▶ EXERCISE REQUIREMENTS:
1. According to the report on the whistle-blowing workshop for journalists, where was the one-day workshop held?
2. Continue the report on the whistle-blowing workshop for journalists from the point where it stops.

## Begin EXTRACT TO READ

THE African Centre for Media and Information Literacy (AFRICMIL), on Monday, trained journalists on Nigeria’s Whistle-blowing Policy and how they can take full advantage of the policy in the fight against corruption.
The one-day workshop was held in Keffi, Nasarawa, and had in attendance journalists from broadcast, print as well as online media organisations.
AFRICMIL’s coordinator, Chido Onumah, while delivering his welcome address explained that the programme is organised as part of the centre’s Corruption Anonymous project, launched months after the Whistle-blowing Policy was announced in 2016.
The project’s aim, he said, is to create awareness about the policy, interrogate the process to ensure it works properly, and to ensure the protection of whistle-blowers from harassment and job loss.
“We felt that more needs to be done, that there is a need to have a very strong relationship between AFRICMIL, media practitioners, and the Presidential Initiative on Continuous Audit (PICA), which is the government agency that manages the whistle-blowing process,” Onumah said.
“We are here basically today to strengthen that partnership with the media, particularly in the area of protection, advocacy journalism: How do we report whistle-blowing cases, how do we work with whistle-blowers, how do we effectively use their stories, also how do we cover them in such a way that they are protected.”
Johnson Oludare, PICA’s Assistant Director, told the participants that numerous tips have been referred to the Economic and Financial Crimes Commission (EFCC) and other security agencies for further investigation.
He revealed that, between 2016 and 2018, PICA has saved up to N594 billion from whistle-blower prosecutions, reduction of non-regular allowances to the military and health institutions, oil marketers verification, as well as various personnel verification exercises. Also, investigations have been completed regarding 33 cases involving violation of the Procurement Act, and 58 involving violations of the Treasury Single Account (TSA) policy.

## End EXTRACT TO READ
## Begin DATA PROVIDED

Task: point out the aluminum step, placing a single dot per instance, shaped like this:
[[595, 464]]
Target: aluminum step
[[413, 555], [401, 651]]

## End DATA PROVIDED

▶ ANSWERS:
1. Keffi, Nasarawa

2.
Oludare encouraged anyone wishing to blow the whistle to contact the agency either physically at the Federal Ministry of Finance, Abuja, or through email ([email protected]) or telephone (09098067946).
Speaking on how the interests of whistle-blowers may be protected using investigative and advocacy journalism, the executive director of The ICIR, Dayo Aiyetan, said it is not enough to simply report stories without making sure they are impactful.
“In the past, I drew a line of distinction between my work as a journalist and advocacy, but now that our journalism is not achieving the purpose, I think we should step a bit forward, and—maybe not get directly involved in advocacy but—engineer those advocacy processes,” he said.
He pointed out that whistle-blowers often challenge policies and malpractices, in promoting the public interest, at great risk to themselves. He also compared how the United States of America protects whistle-blowers with how they are treated in Nigeria.
“I am sure that there are many people who would want to help us by blowing the whistle but when they think of even ten per cent of the repercussions, they’ll run,” he added. “We should all work towards a system that can protect them. But in the meantime, we should formulate ways and manners by which journalists can also help them.”
Other facilitators at the workshop were Aaron Kaase, a whistle-blower working at the Police Service Commission (PSC), and Abdulaziz Abdulaziz, AFRICMIL’s programme manager.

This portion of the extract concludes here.